>>

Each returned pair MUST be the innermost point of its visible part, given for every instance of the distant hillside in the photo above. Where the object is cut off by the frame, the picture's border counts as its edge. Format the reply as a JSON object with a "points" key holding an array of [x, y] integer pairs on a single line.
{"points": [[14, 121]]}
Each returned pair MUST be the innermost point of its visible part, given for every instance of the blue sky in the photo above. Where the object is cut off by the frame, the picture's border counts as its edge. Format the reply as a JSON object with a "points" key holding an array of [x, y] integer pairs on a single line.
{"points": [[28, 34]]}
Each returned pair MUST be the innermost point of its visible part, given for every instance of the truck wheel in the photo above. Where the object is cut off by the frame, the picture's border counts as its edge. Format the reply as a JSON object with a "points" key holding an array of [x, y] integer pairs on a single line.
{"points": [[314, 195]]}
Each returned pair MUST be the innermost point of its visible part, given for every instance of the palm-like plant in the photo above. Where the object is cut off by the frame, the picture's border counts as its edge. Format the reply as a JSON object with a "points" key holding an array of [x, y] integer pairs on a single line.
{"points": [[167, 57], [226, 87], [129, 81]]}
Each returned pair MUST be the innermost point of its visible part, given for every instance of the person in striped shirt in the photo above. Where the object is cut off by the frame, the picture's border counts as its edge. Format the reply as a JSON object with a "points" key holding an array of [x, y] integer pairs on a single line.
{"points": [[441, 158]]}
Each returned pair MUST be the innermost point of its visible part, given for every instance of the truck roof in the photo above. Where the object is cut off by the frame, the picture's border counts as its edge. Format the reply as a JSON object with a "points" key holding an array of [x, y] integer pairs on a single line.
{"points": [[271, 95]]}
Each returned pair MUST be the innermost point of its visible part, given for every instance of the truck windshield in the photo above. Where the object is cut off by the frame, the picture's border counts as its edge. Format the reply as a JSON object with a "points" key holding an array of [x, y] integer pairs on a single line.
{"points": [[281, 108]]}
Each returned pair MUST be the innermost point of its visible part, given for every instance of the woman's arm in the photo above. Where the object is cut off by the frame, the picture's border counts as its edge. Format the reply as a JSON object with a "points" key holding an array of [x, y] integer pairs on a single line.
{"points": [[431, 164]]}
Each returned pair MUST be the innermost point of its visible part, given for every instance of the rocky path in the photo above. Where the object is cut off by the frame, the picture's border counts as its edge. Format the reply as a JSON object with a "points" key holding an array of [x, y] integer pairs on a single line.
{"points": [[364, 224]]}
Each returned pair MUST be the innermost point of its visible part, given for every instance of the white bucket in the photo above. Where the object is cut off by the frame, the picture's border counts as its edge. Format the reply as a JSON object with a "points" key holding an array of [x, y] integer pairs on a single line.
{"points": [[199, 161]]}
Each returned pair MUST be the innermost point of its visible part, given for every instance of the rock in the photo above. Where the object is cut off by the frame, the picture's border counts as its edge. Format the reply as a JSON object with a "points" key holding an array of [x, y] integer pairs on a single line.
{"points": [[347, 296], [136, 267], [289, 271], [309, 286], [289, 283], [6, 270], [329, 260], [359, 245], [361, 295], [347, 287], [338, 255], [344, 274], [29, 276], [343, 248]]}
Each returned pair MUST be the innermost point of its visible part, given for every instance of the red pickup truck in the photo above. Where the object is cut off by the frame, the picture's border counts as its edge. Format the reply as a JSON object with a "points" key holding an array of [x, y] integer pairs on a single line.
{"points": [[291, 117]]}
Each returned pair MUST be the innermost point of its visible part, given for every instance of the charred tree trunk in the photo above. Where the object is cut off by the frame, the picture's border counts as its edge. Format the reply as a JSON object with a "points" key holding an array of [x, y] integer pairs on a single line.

<<

_GOAL OF THE EXERCISE_
Give an exact copy of all the data shown above.

_RESPONSE FOR THIS EXERCISE_
Each returned pair MUST be the innermost point of its visible part, given for every instance of the distant hillside in the photo above. Where the object is cut off by the frame, the picture's border counts as its edge. Format the reply as a JSON object with a "points" key holding an array of [x, y] integer pairs on a single line.
{"points": [[14, 121]]}
Each returned pair MUST be the innermost point of its visible part, given for every instance of the blue sky in the photo above. Where the object is cut off by the frame, the picture's border counts as its edge. Format the reply as a JSON object with a "points" key holding an array of [x, y] integer pairs on a single line.
{"points": [[28, 34]]}
Each returned pair MUST be the innermost point of its visible part, given for every instance of the truck wheel in the photo above. Where the object is cut off by the frame, the picture's border counts as its edge. Format the reply as a JSON object with a "points" key holding an array of [x, y] integer pairs on a single line.
{"points": [[314, 195]]}
Each returned pair MUST be the innermost point of its visible part, given for every instance of the palm-like plant in the photo above. Where the object is cut off by the frame, the picture's border counts as its edge. Format the reply as a JSON object with a "points" key holding an array of [x, y] integer pairs on a single line.
{"points": [[167, 57], [226, 87], [129, 81]]}
Each returned pair MUST be the innermost point of its visible part, given for every instance of the person in striped shirt in the photo above. Where the object is cut off by the frame, the picture's border counts as its edge. Format the reply as a JSON object with a "points" key holding an array of [x, y] integer pairs on a single line.
{"points": [[441, 158]]}
Each returned pair MUST be the innermost point of its visible part, given for every instance of the truck roof in the photo above. Where the object is cut off by the frame, the picture's border counts as its edge. Format the reply as a JSON object with a "points" key holding an array of [x, y] integer pairs on a single line.
{"points": [[271, 95]]}
Each returned pair MUST be the innermost point of its visible part, given for every instance of the truck windshield in the photo above. Where the object is cut off by the frame, the picture's border counts as its edge. Format the reply as a JSON object with a "points" key holding an array of [x, y] integer pairs on a single line.
{"points": [[281, 108]]}
Each returned pair MUST be the innermost point of its visible part, given for every instance of the woman's arm in the photo above. Where the object is cut off by the frame, the picture's border counts as its edge. Format the reply as a JSON object with a "points" key holding an array of [x, y] integer pairs on a single line.
{"points": [[431, 164]]}
Each returned pair MUST be the innermost point of its visible part, given for every instance of the rocky path in the photo above. Where the object is cut off by the frame, the picture's border counts as its edge. Format the reply as a JSON object with a "points" key holding an array of [x, y] integer pairs on a single line.
{"points": [[364, 224]]}
Each returned pair MUST be the innermost point of its visible part, given for every instance of the white bucket in the photo above. Where the object is cut off by the frame, the picture's border counts as its edge. Format the reply as a JSON object with a "points" key holding an array of [x, y] integer pairs on a single line.
{"points": [[199, 161]]}
Each returned pair MUST be the innermost point of its visible part, given for every instance of the rock in the photo above. Where the object is cut off by the frame, the picture's border counts as its edge. Format the reply as a JSON object with a "points" key holding an array of [x, y] integer pairs on a single line.
{"points": [[347, 296], [136, 267], [289, 271], [309, 286], [289, 283], [6, 270], [329, 260], [359, 245], [361, 295], [347, 287], [338, 255], [344, 274], [29, 276], [343, 248]]}
Each returned pair MUST be the innermost point of its visible part, given for every instance of the red pickup truck in the photo above. Where the object is cut off by the frame, the picture's border counts as its edge. Format the reply as a JSON object with a "points" key holding an array of [x, y] integer pairs on a single line.
{"points": [[291, 117]]}
Each returned pair MUST be the innermost point of its visible part, given for every instance of the charred tree trunk in the photo above. Where the object is cut off by the frame, the picture's border counts as its edge. Format the reply as a JSON object with a "points" key holding an array of [x, y] integer pairs on a single line.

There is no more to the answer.